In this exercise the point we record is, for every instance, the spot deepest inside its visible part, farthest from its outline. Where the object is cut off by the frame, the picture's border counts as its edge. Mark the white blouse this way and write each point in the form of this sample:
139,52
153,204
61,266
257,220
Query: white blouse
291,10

**********

Add 86 to every coordinate in the answers and reproduce all lines of the records, requests included, leaving everything else unchanged.

→ **Final result**
In this exercise the point we record is, for every instance, the spot deepest inside its visible part, farthest from its outline. Where the object is cut off by the frame, the picture's border counts as its edge. Mark the white blouse this way and write each point in the form of this sample:
139,52
153,204
61,266
257,220
Query: white blouse
377,96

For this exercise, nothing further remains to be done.